◆ EXTRAIT DU TEXTE:
Ce magistrat a rendu compte des plaidoiries dans le délibéré de la cour, composée de :
Monsieur François LEPLAT, Conseiller faisant fonctyion de Président,
Monsieur Denis ARDISSON, Conseiller,
Mme Véronique MULLER, Conseiller,
Greffier, lors des débats : Monsieur Alexandre GAVACHE,
EXPOSÉ DU LITIGE
La société Immonel donne en location à la société Aerokart des installations situées dans un centre de loisirs, composées d'une piste de karting et d'un simulateur de saut en parachute. Ce simulateur, conçu et installé en 2002 par la société Altys Multiservices (devenue Sodexo Energie et Maintenance, ci-après Sodexo) fonctionne à l'aide de 12 ventilateurs acquis par cette société auprès de l'importateur, la société Rucon France (ci-après société Rucon). Les ventilateurs sont fabriqués par la société de droit allemand Nicotra-Gebhardt.

◆ CONSIGNES DE L'EXERCICE:
A: Répondez brièvement à ces questions sur l'extrait de l'arrêt :
(i) Qui est le greffier lors des débats ?
(ii) Combien de ventilateurs font fonctionner le simulateur de saut en parachute ?
(iii) Quelle société fabrique ces ventilateurs ?
B: Poursuivez l'extrait de l'arrêt sur le litige relatif au simulateur de saut en parachute, à partir de sa dernière phrase.

[Enregistrements de régions étiquetées]

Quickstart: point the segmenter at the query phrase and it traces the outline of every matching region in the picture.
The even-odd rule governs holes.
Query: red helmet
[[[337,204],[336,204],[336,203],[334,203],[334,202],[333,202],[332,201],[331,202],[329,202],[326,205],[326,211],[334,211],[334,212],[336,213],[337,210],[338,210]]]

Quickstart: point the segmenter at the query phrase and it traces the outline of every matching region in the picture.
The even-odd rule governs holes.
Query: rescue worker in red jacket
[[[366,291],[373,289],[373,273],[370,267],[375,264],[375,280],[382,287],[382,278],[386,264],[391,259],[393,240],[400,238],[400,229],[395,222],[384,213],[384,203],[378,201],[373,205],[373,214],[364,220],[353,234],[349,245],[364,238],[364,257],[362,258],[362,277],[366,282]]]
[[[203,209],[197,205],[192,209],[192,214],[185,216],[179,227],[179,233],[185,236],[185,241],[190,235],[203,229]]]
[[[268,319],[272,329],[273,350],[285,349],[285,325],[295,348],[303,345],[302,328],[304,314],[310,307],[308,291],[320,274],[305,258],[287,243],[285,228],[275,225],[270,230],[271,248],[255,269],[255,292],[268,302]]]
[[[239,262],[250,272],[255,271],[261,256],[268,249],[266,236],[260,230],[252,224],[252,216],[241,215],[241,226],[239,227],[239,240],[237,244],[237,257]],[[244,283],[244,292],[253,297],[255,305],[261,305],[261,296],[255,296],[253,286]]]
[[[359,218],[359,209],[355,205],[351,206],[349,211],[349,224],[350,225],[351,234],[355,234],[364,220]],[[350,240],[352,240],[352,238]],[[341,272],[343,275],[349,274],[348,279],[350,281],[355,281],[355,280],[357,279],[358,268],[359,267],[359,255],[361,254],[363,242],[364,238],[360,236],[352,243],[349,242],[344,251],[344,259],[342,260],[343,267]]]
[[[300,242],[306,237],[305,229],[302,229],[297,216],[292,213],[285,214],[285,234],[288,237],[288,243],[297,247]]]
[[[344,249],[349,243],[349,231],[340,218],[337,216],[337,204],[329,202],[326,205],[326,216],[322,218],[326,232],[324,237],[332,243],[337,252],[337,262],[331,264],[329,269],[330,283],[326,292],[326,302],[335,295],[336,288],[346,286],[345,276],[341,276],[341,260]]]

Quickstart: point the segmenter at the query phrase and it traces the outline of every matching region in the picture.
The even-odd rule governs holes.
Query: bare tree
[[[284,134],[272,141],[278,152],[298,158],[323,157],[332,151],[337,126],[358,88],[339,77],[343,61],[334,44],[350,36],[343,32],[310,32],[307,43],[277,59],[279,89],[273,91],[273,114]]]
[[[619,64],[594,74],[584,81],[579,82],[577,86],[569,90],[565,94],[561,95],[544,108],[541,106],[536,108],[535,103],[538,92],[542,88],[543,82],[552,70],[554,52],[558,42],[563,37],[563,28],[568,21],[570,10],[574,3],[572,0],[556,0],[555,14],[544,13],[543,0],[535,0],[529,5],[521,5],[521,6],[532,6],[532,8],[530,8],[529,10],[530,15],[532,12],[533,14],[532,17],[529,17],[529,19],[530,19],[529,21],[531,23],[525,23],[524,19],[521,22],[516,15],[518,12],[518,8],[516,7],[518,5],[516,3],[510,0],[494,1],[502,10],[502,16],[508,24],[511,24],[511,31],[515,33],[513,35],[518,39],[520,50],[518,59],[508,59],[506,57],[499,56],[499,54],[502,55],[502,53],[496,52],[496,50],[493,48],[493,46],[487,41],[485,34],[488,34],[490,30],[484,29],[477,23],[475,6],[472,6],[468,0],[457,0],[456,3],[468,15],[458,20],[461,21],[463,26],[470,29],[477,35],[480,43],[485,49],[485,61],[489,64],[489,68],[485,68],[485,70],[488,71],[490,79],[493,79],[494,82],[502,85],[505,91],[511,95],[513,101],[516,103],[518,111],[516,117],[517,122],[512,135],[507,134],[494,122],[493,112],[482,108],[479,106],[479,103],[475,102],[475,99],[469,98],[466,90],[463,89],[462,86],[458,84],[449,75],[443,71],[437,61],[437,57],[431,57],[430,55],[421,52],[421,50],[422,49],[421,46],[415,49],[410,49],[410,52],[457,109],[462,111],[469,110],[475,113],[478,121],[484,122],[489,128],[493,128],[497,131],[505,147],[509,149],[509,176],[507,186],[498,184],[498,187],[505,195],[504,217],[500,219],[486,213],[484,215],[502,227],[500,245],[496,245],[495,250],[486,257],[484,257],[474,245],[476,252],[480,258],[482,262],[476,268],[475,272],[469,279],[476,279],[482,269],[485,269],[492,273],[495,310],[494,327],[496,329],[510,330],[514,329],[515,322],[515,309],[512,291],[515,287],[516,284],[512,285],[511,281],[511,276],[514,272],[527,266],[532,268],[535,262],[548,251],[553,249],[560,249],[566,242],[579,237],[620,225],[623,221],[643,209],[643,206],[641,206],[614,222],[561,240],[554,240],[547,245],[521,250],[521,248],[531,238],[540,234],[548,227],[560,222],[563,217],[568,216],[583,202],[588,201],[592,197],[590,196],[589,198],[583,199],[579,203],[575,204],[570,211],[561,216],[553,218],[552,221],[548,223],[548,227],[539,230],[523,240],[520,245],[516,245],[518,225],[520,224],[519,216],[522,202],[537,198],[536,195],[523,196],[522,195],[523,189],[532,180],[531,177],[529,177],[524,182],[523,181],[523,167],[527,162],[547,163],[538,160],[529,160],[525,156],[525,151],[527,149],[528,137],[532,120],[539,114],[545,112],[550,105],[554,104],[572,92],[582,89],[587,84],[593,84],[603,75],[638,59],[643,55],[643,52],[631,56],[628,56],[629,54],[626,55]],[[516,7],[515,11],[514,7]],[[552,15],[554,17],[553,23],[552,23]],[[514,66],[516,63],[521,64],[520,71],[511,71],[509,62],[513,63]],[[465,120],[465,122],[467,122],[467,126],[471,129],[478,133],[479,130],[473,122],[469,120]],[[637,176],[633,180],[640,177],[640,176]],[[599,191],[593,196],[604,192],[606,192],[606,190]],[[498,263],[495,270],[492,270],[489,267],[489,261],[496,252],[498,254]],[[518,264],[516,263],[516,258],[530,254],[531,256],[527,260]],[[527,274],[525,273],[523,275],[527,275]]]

◆ RÉPONSES RÉDIGÉES:
A:
(i) Monsieur Alexandre GAVACHE.
(ii) 12 ventilateurs.
(iii) La société de droit allemand Nicotra-Gebhardt.

B:
En 2006, la société Aerokart a constaté des désordres sur les moteurs des ventilateurs (acquis séparément) qu'elle estimait imputables à un défaut d'entretien de la société Sodexo. Une expertise a été ordonnée concluant effectivement à un défaut d'entretien. La société Aerokart a résilié le contrat de maintenance de la société Sodexo, qui a été remplacée par la société GM Ingénierie.
Le 25 février 2009, l'hélice d'un des ventilateurs a éclaté, provoquant la projection de particules métalliques et des dommages matériels, à l'exclusion de tout dommage corporel. Le remplacement du ventilateur a été pris en charge par la société Axa, assureur de la société Aerokart (pour une somme de 22.672,52 euros). La société Aerokart a ensuite décidé du renforcement des 11 autres ventilateurs, puis de leur remplacement en août 2009, outre des travaux de modification très conséquents pour un montant global de près d'un million d'euros, avant de solliciter la désignation d'un expert.
Par ordonnance du 8 décembre 2009, le président du tribunal de commerce de Versailles a désigné M. [R] en qualité d'expert, avec pour mission principale de rechercher l'origine des désordres affectant les ventilateurs. Ce dernier a déposé un rapport le 13 mai 2011, attribuant l'origine des désordres à une mauvaise réalisation des soudures des pales de ventilateur et fixant le préjudice subi par la société Aerokart à la somme de 87.730,73 euros TTC, et celui subi par la société Axa à la somme de 22.672,52 euros.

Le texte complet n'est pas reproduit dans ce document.